══ Исходный текст ══
Валентин Плучек – всем известный, заслуженный, увенчанный. И при этом наделенный остротою видения.
Фото ИТАР-ТАСС
В свое время Илья Эренбург признался, что, будучи писателем и имея дело с цензурой, завидует композиторам: музыка, не говоря ничего, может сказать все. Возразить на это нечего – но стоит лишь заглянуть в анналы музыкальной истории, и там обнаружатся такие страсти... Вокруг некоторых фигур словно выстраивается силовое поле: вот сторонники, вот противники.
Таким полюсом был, например, Рихард Вагнер. На одном календарном листке – два больших композитора, антагонисты по своему отношению к нему.
Австриец Антон Брукнер, родившийся 4 сентября 1824 года (ум. 1896), был ярко выраженный вагнерианец и притом – что совершенно этому не противоречит – мистически настроенный музыкант. Наконец, индивидуальность его неотделима от эпической мощи, монументальности форм. От громкости, хочется сказать. И место в пантеоне великих давно за Брукнером закреплено. Его симфониями дирижировали фон Караян, Вальтер, Аббадо, Рождественский, Булез...
═══
══ Исходные данные ══
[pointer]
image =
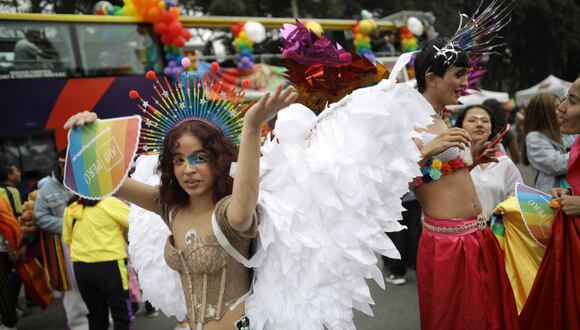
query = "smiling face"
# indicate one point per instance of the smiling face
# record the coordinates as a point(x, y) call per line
point(478, 124)
point(191, 166)
point(448, 88)
point(569, 110)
═══
Задание 1: Назовите всех дирижеров, которые, согласно тексту о композиторах, дирижировали симфониями Брукнера.
Задание 2: Продолжите текст о композиторах, начиная сразу после его последнего предложения.
Строки для выполнения заданий не нужны.

Ответ на задание 1: Фон Караян, Вальтер, Аббадо, Рождественский, Булез.

Ответ на задание 2:
Чуть помедленнее, кони. Чуть полегче. 120 лет назад, 4 сентября 1892 года, родился французский композитор, дирижер и музыкальный критик Дариюс Мийо (ум. 1974), который того самого Вагнера ненавидел. У Мийо были совсем иные ориентиры – Дебюсси, например. На первом плане как будто те же жанры, что у приверженцев эпоса: симфонии, оперы, концерты. Но малая форма уравнена в правах с крупной, иногда даже предпочтительнее. И источники такие, от которых Брукнера кондратий бы хватил: американский джаз, фольклор Бразилии, куда Мийо ездил секретарем Поля Клоделя – поэта и французского посла.
Мийо входил в «Шестерку» – группу композиторов, получившую название по аналогии с «Пятеркой», как именовали во Франции русскую «Могучую кучку». Сам он, правда, эстетическую общность с Артюром Онеггером или Франсисом Пуленком отрицал, признавая лишь дружбу. Потом «Шестерка» распалась. Но... представление продолжается. В игровом театре – тоже поиски партнеров. Поиски и нахождения.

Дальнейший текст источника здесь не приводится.